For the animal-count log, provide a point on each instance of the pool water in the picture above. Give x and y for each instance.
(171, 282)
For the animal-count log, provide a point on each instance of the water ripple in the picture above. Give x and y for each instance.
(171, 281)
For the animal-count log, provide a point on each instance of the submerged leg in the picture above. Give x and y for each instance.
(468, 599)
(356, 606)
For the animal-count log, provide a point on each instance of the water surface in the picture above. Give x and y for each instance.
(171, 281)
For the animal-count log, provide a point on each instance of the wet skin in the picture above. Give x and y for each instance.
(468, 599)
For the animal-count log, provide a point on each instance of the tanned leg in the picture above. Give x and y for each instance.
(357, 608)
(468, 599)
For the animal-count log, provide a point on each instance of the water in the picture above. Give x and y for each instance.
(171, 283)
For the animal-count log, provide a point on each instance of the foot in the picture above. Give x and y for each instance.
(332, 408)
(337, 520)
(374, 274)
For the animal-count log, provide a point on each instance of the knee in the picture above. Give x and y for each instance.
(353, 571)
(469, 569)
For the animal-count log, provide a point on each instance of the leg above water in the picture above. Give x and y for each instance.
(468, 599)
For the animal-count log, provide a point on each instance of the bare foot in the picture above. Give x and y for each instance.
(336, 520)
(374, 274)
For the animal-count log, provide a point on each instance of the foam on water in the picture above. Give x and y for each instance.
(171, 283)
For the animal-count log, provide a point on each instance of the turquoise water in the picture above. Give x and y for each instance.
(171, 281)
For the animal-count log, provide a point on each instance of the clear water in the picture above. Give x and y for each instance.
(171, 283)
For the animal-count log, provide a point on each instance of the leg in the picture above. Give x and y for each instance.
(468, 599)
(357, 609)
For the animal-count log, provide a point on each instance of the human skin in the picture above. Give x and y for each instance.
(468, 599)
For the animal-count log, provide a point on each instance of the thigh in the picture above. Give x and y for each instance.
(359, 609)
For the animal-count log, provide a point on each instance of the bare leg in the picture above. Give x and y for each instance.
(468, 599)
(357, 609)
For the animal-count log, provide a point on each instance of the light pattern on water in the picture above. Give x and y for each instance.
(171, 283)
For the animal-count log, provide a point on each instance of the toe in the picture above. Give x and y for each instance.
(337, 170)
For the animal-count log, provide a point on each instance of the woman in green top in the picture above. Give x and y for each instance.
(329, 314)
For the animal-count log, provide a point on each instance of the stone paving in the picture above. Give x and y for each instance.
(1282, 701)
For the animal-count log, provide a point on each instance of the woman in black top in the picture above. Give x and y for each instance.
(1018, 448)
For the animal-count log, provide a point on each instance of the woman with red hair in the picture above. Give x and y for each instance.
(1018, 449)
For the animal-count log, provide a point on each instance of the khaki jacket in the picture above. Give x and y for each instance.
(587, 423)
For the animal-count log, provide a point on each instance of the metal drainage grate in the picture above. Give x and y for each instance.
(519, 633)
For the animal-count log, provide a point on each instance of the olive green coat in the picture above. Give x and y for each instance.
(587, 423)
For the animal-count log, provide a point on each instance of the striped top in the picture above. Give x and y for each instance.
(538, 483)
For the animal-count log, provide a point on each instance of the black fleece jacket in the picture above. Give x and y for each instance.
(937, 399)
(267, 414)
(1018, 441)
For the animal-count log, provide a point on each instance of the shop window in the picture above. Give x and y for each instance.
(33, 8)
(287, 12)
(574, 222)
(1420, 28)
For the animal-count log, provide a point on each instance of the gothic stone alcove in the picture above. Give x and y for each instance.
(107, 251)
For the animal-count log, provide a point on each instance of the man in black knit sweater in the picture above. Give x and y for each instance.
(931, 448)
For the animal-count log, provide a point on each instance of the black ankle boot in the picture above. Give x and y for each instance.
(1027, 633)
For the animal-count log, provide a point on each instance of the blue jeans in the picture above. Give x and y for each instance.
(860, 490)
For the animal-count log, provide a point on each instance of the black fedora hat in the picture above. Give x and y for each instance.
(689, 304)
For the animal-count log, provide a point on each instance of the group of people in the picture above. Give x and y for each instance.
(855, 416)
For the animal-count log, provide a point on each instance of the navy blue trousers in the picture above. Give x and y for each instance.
== == ==
__Required work__: Write the material above out once more, exactly as it stands.

__Finished task__:
For the animal-count log, provide a point on each instance of the pool water in the picture above. Give x and y for each instance.
(171, 282)
For the animal-count log, provide a point on each instance of the water ripple in the picture above. Give x and y for each instance.
(171, 281)
For the animal-count log, provide a point on each instance of the submerged leg in the picture above. Give x and y for each instance.
(468, 599)
(356, 606)
For the animal-count log, provide a point on each instance of the water surface in the picture above. Give x and y for each instance.
(171, 281)
For the animal-count log, provide a point on each instance of the wet skin in the picture above. Give x and y for each instance.
(468, 599)
For the animal-count log, provide a point on each instance of the tanned leg in the picture above. Give x and y for each instance.
(357, 608)
(468, 599)
For the animal-count log, provide a point on each instance of the water in the picture above. Give x and y for each instance.
(171, 283)
For the animal-count log, provide a point on each instance of the foot in the picture above. Give x and y for each instance.
(332, 408)
(337, 520)
(374, 274)
For the animal-count log, provide a point on each instance of the knee in the picture above. Give x and y for each instance.
(353, 571)
(469, 569)
For the animal-count log, provide a point on each instance of the leg above water in the picture above. Give x and y for each instance.
(468, 599)
For the animal-count log, provide a point on each instance of the bare foot in the picture above. Give x and y for each instance.
(336, 520)
(374, 274)
For the animal-count log, provide a point on each instance of the foam on water in the picture above. Give x and y for each instance.
(171, 283)
For the animal-count log, provide a point on each instance of the turquoise water in the picture above. Give x and y for each instance.
(171, 281)
For the animal-count log, provide a point on each instance of the clear water in the picture above. Give x and y for each instance.
(171, 283)
For the animal-count log, provide a point on each instance of the leg in the picture above. Give x and y for each instance.
(468, 599)
(357, 609)
For the animal-count log, provide a point on each instance of the human skin in the picture above. Give x and y for each instance.
(468, 599)
For the animal-count log, provide a point on each instance of the thigh in the picture above. Give x and y for each instance.
(359, 609)
For the animal-count log, provide a point on each instance of the bare leg in the picture above. Give x and y for each instance.
(468, 599)
(357, 609)
For the animal-count log, provide a point on each instance of the light pattern on water in the picture above. Give x and y for each instance.
(171, 283)
For the animal-count log, provide a point on each instance of the toe in the picture above. Give x and y for each instance.
(337, 170)
For the animal-count log, provide a point on each instance of the woman in green top in the picture above. Give x and y for each instance.
(329, 314)
For the animal-count log, provide a point on each instance of the stone paving in the picture above. Give x and y for each instance.
(1282, 701)
For the animal-count log, provide a point on each instance of the woman in black top in the picture above. Give x and y for each instance.
(1018, 448)
For the animal-count log, provide a point on each instance of the woman with red hair in the picture above. Give x and y for each instance.
(1018, 449)
For the animal-count log, provide a point on each instance of the khaki jacket in the picture above. Give x and y for each instance.
(587, 423)
For the animal-count log, provide a point on each instance of the metal drainage grate in the picture above. Give x and y for each instance.
(519, 633)
For the animal-count log, provide a point on each instance of the olive green coat in the picture above. Give x and y for each instance.
(587, 423)
For the animal-count log, provide a point on each instance of the striped top in the picture above. Give x and y for each instance.
(538, 483)
For the animal-count log, provide a point on each instance of the black fleece jacket in the picture above. Give x and y for each instance.
(937, 399)
(267, 414)
(1018, 441)
For the animal-count log, provide a point on each instance of the shop window in the picture above. Give x and y for each instance.
(33, 8)
(287, 12)
(574, 222)
(1420, 28)
For the animal-count log, provide a point on each instance of the gothic stone alcove in the picture above. Give x and y for each instance.
(107, 251)
For the animal-count log, provide a point on each instance of the man in black knit sweater in the picture above. Give x and y for each instance.
(931, 448)
For the animal-count log, provide a point on each instance of the black ankle boot in the picture above. Give x and y for each instance.
(1027, 633)
For the animal-count log, provide a point on each instance of the blue jeans in the picture above. Give x and y for each instance.
(860, 490)
For the animal-count log, provide a point on each instance of the black fedora hat in the picture above. Give x and y for each instance.
(689, 304)
For the animal-count log, provide a point on each instance of the group of people in the picture above. Give x and y for each instance.
(855, 416)
For the animal-count log, provide a point on each instance of the navy blue trousers in the picture above. Give x and y for each instance.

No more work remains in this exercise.